From the first line to the last, retype the records exactly and skip the pictures.

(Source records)
»»
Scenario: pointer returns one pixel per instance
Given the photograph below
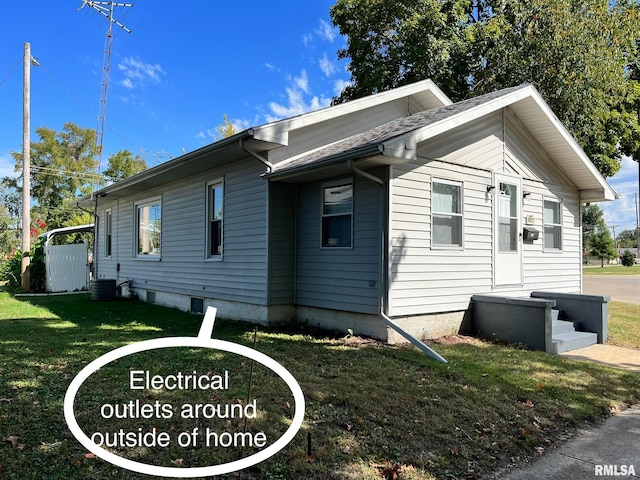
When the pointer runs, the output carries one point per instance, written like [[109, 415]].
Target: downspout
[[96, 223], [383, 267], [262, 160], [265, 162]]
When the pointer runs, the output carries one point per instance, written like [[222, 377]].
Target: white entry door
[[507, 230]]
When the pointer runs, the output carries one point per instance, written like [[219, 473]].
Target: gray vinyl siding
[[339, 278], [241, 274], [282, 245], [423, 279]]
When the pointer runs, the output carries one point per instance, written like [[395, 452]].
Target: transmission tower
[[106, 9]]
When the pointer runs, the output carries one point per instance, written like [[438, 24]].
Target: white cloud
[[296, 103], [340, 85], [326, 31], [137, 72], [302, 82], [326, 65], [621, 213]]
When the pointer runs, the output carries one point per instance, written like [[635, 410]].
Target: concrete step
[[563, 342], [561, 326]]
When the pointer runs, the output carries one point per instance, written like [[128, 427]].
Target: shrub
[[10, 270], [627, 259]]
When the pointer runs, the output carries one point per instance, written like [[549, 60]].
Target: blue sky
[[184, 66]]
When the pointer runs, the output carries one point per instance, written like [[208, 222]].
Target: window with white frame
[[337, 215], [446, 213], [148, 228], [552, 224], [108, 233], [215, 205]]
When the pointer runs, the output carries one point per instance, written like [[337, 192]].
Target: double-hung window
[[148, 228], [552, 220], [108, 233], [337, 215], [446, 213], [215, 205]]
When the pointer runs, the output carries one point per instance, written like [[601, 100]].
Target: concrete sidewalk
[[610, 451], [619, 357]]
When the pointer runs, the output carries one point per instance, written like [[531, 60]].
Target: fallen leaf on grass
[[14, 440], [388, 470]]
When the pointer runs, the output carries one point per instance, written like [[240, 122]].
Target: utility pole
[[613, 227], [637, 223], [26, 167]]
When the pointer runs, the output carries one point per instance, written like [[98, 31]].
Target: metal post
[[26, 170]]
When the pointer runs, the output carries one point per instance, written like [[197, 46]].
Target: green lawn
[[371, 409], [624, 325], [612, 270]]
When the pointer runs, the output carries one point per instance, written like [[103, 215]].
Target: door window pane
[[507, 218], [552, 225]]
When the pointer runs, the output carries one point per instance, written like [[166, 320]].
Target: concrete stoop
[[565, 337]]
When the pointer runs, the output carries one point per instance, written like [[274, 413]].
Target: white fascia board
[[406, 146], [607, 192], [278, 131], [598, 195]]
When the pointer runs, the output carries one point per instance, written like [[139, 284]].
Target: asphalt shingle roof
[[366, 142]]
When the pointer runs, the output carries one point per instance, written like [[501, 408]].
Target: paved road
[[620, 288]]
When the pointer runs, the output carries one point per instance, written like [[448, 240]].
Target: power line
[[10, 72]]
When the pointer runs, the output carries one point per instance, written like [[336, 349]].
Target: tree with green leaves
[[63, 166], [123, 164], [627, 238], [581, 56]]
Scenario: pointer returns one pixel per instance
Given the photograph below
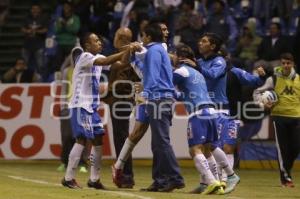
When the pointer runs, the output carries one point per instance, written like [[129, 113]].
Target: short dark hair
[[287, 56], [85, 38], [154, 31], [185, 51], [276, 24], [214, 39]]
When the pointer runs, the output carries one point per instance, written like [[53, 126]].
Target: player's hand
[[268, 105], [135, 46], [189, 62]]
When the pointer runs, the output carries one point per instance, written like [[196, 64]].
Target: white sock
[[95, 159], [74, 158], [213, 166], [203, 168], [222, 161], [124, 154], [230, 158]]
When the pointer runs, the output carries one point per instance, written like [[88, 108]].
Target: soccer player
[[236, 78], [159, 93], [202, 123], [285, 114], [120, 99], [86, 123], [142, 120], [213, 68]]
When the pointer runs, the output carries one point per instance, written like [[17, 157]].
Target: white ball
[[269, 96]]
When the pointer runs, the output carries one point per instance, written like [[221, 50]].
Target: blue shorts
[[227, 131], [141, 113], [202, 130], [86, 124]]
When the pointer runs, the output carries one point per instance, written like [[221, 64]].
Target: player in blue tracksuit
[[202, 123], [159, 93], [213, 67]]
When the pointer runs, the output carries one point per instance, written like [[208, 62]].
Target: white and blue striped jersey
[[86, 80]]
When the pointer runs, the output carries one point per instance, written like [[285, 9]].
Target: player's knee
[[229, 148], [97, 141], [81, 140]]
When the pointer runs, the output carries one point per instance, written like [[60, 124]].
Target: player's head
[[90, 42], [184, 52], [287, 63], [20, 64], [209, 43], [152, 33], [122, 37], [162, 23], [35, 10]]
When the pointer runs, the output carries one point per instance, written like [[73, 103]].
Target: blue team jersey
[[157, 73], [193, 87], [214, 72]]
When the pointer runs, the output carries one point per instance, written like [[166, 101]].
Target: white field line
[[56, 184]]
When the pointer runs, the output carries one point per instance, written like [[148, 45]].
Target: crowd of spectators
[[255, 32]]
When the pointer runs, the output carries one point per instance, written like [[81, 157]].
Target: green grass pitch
««
▶ [Answer to this task]:
Scenario: pointer returns one pixel per instance
Given the photograph below
When the pointer runs, the output carries one point per instance, written like [[109, 415]].
Target: downspout
[[96, 223], [383, 267], [262, 160], [265, 162]]
When the pointer runs, the output carries one point per instance, written like [[222, 377]].
Target: white entry door
[[507, 230]]
When the pointer runs, the output carries one point per instance, written like [[219, 473]].
Target: gray vinyl siding
[[339, 278], [241, 274], [282, 245], [423, 279]]
When the pointer runs, the output carries one point per instance, written like [[395, 452]].
Target: transmission tower
[[106, 9]]
When the pointer runs, the output carries one point per instance, written like [[438, 24]].
Target: white cloud
[[296, 103], [340, 85], [326, 31], [137, 72], [302, 82], [326, 65], [621, 213]]
When the pointer runs, the output carries one point per instance, written like [[635, 410]].
Target: concrete step
[[563, 342], [561, 326]]
When the pointer runs, the output carries one point per instance, written like [[128, 427]].
Target: shrub
[[10, 270], [627, 259]]
When the pointer runs, the output carries one point per instance, written like [[549, 60]].
Target: blue sky
[[184, 66]]
When the pointer runs, the output carries one point per instance, written like [[208, 222]].
Target: window with white frame
[[337, 215], [446, 213], [148, 228], [552, 224], [108, 233], [215, 205]]
When the pointer runs, the output carries one point per instance, written like [[337, 192]].
Target: double-hung window
[[148, 228], [552, 220], [108, 233], [337, 215], [446, 213], [215, 205]]
When the pointer runs, the output carries one point per instance, written like [[601, 100]].
Target: concrete sidewalk
[[610, 451], [619, 357]]
When the pointer runs, the output carries one point per instance, written like [[531, 60]].
Target: fallen leaf on grass
[[14, 440], [388, 470]]
When the pointer runs, the output carries one point per instance, written like [[240, 122]].
Target: utility pole
[[613, 227], [637, 223], [26, 167]]
When the pointer runs, the output carries one point per instance, written like [[98, 31]].
Target: metal post
[[26, 170]]
When the pointer runs, the output carries one point per instance, written like [[197, 46]].
Target: green lawn
[[371, 409], [624, 325], [612, 270]]
When the pointer runs, the output carries one point per instance, written like [[103, 215]].
Target: door window pane
[[507, 218], [552, 225]]
When the pointer runs, the output carries one point per instance, written like [[166, 320]].
Target: concrete stoop
[[565, 337]]
When the pointer runs, the output carries one point per instance, written like [[274, 413]].
Target: white fascia board
[[406, 146], [607, 192], [278, 131], [598, 195]]
When the pointer runs, the output carries one point per instance, written like [[139, 284]].
Target: asphalt shingle roof
[[366, 142]]
When the pointer runs, the output carries one point per instance, written like [[501, 408]].
Target: paved road
[[620, 288]]
When the pointer runs, the output carries one point per instance, written like [[448, 240]].
Target: power line
[[10, 72]]
When the pointer runs, the output carries one point per instance, written like [[336, 349]].
Target: tree with green leaves
[[63, 166], [123, 164], [627, 238], [581, 56]]
Scenario: pointer returns one pixel per instance
Given the photograph below
When the pointer runs, the output carries one point per instance, written like [[129, 113]].
Target: short dark hair
[[287, 56], [85, 38], [154, 31], [185, 51], [276, 24], [214, 39]]
When the pointer runs, the output carries one point per instance, written like [[53, 126]].
Target: player's hand
[[268, 105], [135, 46], [189, 62]]
When the pointer runs, the output carries one point per instance, written like [[196, 64]].
Target: white sock
[[95, 159], [74, 158], [213, 166], [203, 168], [222, 161], [124, 154], [230, 158]]
When the pointer runs, the output carries one point per instance, written like [[88, 108]].
Target: soccer player
[[236, 78], [159, 93], [202, 123], [285, 114], [120, 99], [86, 123], [142, 120], [213, 68]]
When the pointer runs, the output carries one point per instance, written like [[17, 157]].
Target: white ball
[[269, 96]]
When the pointer runs, the output carries one point per instance, written like [[221, 50]].
Target: blue shorts
[[227, 131], [141, 113], [202, 130], [86, 124]]
When the pointer runs, the output carries one point per instance, written like [[221, 64]].
Target: player in blue tracksuit
[[202, 123], [159, 93], [213, 67]]
When the pointer runs, the output carries one point per instance, written like [[208, 62]].
Target: white and blue striped jersey
[[86, 80]]
When the pointer runs, the output carries one point per instance, written like [[285, 9]].
Target: player's knee
[[229, 148], [97, 141], [81, 140]]
When the pointer runs, the output carries one point per instance, written like [[60, 124]].
Target: player's head
[[90, 42], [184, 52], [287, 63], [20, 64], [209, 43], [152, 33], [122, 37], [162, 23], [35, 10]]
When the pointer runs, the output carries one point per instance, written like [[73, 103]].
Target: blue team jersey
[[157, 73], [193, 87], [214, 72]]
When the pointer runs, the output carries one point per instance, written like [[166, 101]].
Target: white field line
[[56, 184]]
When the pointer runs, the output carries one point per instance, written like [[148, 45]].
Target: crowd of spectators
[[255, 32]]
When the pointer runs, the output carries one point per instance, written like [[81, 157]].
Target: green grass pitch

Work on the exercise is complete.